▸ **What needs to be done**:
Below is a listing. Set down exactly the lines from the one containing "like [686, 14]." through the one containing "like [153, 481].", both ends included, and leave out the rest.

▸ **Information supplied**:
........

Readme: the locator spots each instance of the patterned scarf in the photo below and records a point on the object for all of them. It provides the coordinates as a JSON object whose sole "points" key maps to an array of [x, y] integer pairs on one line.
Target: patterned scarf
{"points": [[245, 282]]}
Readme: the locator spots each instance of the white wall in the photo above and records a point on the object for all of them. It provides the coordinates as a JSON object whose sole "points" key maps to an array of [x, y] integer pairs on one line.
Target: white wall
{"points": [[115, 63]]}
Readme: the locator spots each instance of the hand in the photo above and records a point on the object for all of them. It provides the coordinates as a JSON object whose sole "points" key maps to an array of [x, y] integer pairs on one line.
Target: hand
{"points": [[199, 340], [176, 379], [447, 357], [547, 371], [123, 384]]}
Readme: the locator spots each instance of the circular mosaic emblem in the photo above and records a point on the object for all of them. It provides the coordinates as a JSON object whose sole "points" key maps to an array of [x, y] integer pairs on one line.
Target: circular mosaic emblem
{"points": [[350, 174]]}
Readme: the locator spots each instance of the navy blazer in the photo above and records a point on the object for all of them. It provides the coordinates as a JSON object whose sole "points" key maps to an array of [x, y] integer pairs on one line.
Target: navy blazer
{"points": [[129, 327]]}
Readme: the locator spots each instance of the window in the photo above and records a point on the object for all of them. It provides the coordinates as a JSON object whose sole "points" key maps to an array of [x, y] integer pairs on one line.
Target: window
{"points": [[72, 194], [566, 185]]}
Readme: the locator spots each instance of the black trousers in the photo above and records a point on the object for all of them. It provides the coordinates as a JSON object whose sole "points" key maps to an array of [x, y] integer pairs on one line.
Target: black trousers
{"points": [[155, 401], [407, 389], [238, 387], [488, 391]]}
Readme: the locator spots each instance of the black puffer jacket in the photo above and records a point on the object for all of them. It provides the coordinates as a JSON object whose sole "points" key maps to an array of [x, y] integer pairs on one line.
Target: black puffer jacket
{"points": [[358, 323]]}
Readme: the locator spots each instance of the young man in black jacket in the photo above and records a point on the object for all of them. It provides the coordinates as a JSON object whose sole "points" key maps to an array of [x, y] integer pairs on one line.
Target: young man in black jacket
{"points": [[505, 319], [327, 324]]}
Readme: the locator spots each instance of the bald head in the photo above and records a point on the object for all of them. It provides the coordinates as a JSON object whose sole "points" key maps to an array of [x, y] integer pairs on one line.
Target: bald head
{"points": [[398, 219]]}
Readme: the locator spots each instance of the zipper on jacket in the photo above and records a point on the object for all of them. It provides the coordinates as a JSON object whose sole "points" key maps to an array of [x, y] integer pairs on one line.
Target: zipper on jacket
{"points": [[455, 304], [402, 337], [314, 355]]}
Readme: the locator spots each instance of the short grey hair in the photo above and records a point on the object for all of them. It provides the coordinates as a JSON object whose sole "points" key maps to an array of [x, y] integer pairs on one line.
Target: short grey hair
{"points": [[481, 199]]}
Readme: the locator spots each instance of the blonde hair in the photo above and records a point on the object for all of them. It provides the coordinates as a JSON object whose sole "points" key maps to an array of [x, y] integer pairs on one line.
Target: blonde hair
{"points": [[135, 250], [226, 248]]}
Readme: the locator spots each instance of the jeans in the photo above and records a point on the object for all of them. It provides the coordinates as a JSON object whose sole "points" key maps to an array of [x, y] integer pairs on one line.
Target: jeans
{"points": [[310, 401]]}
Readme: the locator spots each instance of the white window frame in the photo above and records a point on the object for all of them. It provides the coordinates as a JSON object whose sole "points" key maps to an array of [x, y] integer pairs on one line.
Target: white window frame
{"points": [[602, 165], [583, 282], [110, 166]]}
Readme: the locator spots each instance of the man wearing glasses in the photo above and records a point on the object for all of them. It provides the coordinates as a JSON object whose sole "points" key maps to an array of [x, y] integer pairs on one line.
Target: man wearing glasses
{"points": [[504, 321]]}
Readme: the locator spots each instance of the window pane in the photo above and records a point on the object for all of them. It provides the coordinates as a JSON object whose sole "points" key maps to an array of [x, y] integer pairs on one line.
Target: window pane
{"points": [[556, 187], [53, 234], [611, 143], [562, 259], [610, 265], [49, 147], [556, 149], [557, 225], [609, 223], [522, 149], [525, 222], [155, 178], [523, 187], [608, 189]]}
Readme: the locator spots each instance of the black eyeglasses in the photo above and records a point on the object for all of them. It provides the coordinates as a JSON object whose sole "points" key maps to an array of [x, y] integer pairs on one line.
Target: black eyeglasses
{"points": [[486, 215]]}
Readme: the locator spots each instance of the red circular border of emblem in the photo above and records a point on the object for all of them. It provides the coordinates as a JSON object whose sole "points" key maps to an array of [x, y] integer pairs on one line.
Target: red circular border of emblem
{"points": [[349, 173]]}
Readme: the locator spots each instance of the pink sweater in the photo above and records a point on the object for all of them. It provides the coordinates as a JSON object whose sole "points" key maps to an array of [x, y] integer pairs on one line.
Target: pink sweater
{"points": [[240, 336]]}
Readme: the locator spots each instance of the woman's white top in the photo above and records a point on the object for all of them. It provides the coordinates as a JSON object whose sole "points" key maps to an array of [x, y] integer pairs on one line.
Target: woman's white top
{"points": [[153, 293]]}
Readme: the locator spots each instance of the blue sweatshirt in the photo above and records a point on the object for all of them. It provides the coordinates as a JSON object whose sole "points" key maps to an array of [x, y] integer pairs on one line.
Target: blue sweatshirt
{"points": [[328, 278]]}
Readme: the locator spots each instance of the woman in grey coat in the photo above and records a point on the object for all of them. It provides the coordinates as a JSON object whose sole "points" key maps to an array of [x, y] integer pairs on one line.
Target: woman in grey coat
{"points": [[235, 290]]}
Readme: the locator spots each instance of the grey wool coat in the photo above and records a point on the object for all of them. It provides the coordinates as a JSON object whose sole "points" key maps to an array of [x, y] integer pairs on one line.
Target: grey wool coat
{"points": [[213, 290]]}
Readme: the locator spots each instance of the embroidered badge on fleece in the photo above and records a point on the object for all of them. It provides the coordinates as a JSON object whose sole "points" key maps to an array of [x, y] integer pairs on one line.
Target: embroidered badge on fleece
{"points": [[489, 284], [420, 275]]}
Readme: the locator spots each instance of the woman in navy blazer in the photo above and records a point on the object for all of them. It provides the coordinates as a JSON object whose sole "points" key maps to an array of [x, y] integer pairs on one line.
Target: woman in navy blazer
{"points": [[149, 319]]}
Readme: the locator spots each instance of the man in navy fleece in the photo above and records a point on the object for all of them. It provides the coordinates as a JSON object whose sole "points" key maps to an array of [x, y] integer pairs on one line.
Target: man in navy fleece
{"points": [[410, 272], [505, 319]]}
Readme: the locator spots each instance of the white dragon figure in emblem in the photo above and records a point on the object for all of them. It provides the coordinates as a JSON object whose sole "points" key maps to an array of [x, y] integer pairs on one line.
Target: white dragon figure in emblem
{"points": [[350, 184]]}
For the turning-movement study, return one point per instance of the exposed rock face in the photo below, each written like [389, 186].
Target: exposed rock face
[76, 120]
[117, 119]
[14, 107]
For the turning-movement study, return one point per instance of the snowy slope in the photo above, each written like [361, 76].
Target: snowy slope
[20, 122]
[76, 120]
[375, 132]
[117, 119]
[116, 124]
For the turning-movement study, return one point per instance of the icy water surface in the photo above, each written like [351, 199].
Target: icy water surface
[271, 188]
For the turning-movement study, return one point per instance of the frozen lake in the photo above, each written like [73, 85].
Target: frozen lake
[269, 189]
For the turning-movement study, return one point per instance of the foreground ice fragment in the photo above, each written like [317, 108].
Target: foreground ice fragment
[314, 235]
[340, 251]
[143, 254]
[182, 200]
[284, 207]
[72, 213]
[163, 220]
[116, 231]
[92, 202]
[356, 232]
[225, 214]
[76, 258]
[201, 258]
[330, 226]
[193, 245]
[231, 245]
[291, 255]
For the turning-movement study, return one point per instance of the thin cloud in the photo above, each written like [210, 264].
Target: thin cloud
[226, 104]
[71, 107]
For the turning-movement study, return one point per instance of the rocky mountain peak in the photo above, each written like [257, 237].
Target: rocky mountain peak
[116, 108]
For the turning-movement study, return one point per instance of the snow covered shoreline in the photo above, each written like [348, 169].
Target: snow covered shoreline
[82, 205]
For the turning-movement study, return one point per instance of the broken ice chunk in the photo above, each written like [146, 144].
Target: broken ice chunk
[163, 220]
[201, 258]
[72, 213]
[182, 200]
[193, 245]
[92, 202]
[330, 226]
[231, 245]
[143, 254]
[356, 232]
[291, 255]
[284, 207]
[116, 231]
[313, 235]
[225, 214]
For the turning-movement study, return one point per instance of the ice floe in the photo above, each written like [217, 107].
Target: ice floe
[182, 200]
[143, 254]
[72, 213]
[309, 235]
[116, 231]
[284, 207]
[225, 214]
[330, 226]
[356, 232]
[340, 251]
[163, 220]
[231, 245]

........

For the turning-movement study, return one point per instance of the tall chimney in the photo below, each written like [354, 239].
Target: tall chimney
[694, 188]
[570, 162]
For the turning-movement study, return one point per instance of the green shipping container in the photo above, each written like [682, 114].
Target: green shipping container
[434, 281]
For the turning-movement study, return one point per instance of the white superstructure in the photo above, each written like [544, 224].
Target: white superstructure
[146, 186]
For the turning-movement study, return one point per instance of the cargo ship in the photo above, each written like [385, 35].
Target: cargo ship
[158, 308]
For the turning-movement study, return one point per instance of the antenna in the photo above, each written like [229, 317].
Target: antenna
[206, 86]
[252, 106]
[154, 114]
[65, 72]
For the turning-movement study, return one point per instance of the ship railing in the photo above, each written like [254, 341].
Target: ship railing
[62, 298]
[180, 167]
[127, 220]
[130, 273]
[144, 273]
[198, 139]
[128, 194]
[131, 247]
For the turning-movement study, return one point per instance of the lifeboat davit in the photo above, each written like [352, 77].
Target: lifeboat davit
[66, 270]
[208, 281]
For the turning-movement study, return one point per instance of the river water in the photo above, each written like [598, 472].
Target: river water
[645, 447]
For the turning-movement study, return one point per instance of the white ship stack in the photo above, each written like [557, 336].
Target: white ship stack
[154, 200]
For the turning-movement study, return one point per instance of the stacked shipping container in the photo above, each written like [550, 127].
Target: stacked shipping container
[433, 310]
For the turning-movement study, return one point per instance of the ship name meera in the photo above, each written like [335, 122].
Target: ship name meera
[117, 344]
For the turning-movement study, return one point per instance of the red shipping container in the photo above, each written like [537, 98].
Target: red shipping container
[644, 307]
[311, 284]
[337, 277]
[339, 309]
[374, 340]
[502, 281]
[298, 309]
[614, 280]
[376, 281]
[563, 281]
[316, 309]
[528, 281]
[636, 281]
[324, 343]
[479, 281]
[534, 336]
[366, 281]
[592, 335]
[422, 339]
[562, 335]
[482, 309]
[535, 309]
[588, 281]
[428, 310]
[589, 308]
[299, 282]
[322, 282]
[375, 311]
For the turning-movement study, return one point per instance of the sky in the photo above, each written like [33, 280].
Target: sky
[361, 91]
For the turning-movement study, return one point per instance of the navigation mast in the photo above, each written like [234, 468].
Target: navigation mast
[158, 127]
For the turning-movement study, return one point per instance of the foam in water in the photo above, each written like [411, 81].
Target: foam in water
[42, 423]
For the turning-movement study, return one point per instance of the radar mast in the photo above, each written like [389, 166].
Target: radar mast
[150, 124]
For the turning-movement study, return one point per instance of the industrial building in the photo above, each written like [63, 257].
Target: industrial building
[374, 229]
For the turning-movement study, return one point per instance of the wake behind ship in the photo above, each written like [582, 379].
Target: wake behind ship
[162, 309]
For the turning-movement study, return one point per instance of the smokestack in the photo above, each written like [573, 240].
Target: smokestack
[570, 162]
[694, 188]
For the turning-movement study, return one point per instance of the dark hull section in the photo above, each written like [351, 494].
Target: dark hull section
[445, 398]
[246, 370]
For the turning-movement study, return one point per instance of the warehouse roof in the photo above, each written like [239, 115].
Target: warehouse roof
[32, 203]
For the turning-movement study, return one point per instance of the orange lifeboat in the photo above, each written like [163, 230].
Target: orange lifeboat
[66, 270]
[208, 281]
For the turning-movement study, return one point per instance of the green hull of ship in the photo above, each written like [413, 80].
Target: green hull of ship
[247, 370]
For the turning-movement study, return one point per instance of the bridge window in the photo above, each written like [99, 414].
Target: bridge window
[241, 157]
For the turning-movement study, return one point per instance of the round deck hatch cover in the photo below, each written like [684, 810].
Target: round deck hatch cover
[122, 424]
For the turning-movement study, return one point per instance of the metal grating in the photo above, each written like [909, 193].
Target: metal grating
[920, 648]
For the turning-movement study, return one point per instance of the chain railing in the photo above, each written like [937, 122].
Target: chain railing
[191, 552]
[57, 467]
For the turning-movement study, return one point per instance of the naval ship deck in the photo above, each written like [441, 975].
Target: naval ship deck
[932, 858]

........

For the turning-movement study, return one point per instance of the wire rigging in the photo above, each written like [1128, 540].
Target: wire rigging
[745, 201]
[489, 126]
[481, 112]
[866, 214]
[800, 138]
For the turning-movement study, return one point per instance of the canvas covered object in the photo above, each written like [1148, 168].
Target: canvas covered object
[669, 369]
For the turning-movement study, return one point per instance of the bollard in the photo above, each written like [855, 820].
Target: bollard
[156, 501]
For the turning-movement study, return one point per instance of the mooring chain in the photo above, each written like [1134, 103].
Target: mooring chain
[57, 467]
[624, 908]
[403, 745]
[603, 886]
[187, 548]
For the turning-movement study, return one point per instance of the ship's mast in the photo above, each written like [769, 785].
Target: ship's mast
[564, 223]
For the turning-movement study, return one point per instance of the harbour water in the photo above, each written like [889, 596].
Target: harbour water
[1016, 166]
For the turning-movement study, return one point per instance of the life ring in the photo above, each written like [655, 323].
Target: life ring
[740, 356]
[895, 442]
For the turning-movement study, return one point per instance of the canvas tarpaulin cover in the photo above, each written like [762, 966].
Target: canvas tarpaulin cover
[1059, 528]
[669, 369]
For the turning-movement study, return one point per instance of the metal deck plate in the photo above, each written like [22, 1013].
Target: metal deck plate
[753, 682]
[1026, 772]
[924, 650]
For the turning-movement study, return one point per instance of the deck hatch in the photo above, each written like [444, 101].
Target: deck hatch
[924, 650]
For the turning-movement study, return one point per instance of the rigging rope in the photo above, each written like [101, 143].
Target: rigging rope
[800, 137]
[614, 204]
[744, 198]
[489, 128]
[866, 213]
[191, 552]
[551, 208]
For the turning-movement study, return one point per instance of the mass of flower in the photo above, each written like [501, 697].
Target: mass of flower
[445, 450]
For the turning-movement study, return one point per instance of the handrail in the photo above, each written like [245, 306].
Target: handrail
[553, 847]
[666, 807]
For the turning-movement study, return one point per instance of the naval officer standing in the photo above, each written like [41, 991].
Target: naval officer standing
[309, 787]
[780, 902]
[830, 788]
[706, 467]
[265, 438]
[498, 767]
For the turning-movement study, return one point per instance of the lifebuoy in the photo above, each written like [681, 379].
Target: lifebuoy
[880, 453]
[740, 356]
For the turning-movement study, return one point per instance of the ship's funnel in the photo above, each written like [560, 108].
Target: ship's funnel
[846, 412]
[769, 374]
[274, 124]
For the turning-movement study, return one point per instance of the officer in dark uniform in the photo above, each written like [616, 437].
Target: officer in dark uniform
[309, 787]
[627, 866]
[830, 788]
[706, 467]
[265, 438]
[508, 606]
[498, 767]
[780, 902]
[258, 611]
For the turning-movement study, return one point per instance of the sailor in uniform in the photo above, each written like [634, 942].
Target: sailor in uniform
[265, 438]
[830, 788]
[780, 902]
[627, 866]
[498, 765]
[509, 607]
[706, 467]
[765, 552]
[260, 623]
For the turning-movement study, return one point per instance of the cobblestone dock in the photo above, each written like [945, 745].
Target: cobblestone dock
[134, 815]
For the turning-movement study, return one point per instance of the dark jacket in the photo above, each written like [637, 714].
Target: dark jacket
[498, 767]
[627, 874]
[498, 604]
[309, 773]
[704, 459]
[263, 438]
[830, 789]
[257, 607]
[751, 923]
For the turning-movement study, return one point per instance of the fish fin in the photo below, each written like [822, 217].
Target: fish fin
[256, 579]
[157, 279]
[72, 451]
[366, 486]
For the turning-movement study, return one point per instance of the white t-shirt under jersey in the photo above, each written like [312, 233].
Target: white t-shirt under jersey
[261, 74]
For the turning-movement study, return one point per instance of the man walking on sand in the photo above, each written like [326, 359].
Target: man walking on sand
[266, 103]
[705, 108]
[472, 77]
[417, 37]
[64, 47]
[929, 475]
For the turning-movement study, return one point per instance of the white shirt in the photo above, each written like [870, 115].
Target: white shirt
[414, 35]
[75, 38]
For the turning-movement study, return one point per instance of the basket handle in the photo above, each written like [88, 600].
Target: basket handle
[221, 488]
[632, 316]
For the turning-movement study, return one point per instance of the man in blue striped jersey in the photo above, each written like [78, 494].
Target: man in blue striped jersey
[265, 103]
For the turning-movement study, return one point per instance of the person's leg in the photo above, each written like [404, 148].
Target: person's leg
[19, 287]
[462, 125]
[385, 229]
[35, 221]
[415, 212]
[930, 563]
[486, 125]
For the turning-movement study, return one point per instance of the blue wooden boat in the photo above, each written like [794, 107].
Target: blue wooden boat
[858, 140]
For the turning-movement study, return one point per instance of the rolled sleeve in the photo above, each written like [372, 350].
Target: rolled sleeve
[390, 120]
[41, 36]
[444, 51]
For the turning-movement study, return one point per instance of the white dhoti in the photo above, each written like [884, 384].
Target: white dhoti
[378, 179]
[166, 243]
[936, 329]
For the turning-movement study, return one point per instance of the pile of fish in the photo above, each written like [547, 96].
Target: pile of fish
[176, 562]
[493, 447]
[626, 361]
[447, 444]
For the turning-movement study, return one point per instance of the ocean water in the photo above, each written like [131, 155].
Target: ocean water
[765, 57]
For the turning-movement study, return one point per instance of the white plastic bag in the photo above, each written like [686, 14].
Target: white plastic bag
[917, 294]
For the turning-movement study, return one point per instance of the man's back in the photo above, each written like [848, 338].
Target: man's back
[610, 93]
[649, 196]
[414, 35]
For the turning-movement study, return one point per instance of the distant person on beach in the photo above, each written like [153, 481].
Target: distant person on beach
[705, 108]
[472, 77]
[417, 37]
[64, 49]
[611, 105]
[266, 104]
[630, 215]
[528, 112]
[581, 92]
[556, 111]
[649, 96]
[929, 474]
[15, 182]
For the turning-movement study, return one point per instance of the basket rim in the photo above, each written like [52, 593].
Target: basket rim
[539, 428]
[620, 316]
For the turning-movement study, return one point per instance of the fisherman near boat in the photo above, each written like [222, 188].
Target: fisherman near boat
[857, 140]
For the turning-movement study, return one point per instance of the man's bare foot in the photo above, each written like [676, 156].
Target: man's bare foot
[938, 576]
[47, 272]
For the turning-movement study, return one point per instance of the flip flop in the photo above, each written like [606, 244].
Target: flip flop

........

▸ **Answer box**:
For the turning-movement study, return one point per instance of the white plastic bag in the photo above, each written like [686, 14].
Target: white plastic bag
[917, 294]
For the turning-movement study, return one point per instance of the man's back in the photo above, each written like [848, 338].
Target: man's back
[610, 93]
[649, 196]
[414, 35]
For the turning-movement study, return one point per instance of the distant person on beach in the photo above, each written like [153, 481].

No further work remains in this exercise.